= Extract =
▼

Know Thy Enemies
Where Shakespeare, Sun Tzu, the U.S. Supreme Court, Harvard, and Vermont Intersect

June1, 2025
“Know thy enemy and know yourself; in a hundred battles, you will never be defeated.” — Sun Tzu
Sharon, VT — Back in the late 1500’s, William Shakespeare wrote in Henry IV: Part II, “The first thing we do is, let’s kill all the lawyers.”
In 1985, referring to the above quote, U.S. Supreme Court Justice John Paul Stevens wrote: “After a careful reading of that text will reveal, Shakespeare insightfully realized that disposing of lawyers is a step in the direction of a totalitarian form of government.”
We’ve evolved since the 1500’s. A present-day Shakespearean script would read, “The first thing to do is, let’s control all the lawyers.” That’s what the current federal government is attempting. The nation’s leaders realize they need lawyers to help them control the narrative, protect their own self-interested emoluments, and ensure they further confound the American populace into believing that what the government is doing to undermine and topple the institutions that have made this country great is just and right. In reality, it’s all a stage show meant to entertain and confuse.
Who’s the enemy today? It is our government leaders who want to control our legal system and the courts and lawyers who operate it. The enemy is also us, because we’ve been blinded by gaudy display and don’t fully know who we are. Sun Tzu would certainly see all of this plainly.

▲

= Requirement A =
Copy the passage of the essay on lawyers and government word for word, starting at the words "Who’s the enemy" and ending after "of this plainly.".
= Requirement B =
Write the next part of the essay on lawyers and government, picking up after its last sentence.
The material after the essay on lawyers and government has no role here.

= Stored data =

▼

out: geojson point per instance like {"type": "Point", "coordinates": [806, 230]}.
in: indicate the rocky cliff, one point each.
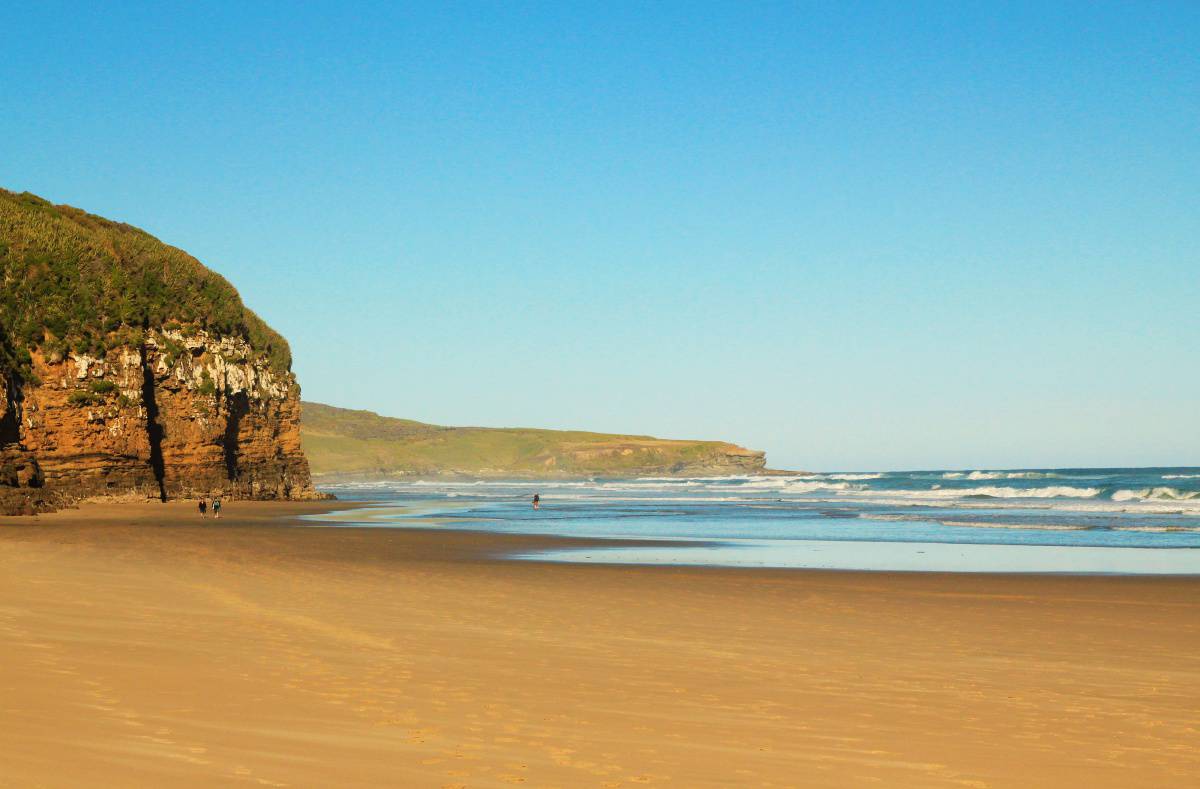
{"type": "Point", "coordinates": [129, 369]}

▲

= Answer A =
Who’s the enemy today? It is our government leaders who want to control our legal system and the courts and lawyers who operate it. The enemy is also us, because we’ve been blinded by gaudy display and don’t fully know who we are. Sun Tzu would certainly see all of this plainly.

= Answer B =
Now, as the P.T. Barnumization of America continues, our country has become the greatest show on earth. And suckers are paying every minute to purchase tickets at inflated prices as tariffs loom, prices rise, benefits drop, and nations become wary of the U.S. as a social, political, military, and trading partner. This circus show of national proportions is designed to dazzle and keep its onlookers rapt and misguided with showy display. Words like ostentatious, flamboyant, and garish readily come to mind when today’s federal government players appear on the national stage. Washington, DC has become the new soap opera opiate of the American masses addicted to the latest news of executive memoranda, tariff hikes, meme coin launch parties, billionaire drug abusers, TACO acronym-based videos, and presidential bluster and buffoonery. We’re enraptured, manipulated, and, thus, blinded.
Further, as journalist David Brooks wrote in a recent (April 17, 2025) NYTimes opinion piece: “It’s time for a comprehensive national civic uprising. Trump is about power. The only way he’s going to be stopped is if he’s confronted by some movement that possesses rival power.” Brooks further suggested that Trumpism is purely about the acquisition of power to make the world a playground for ruthless men.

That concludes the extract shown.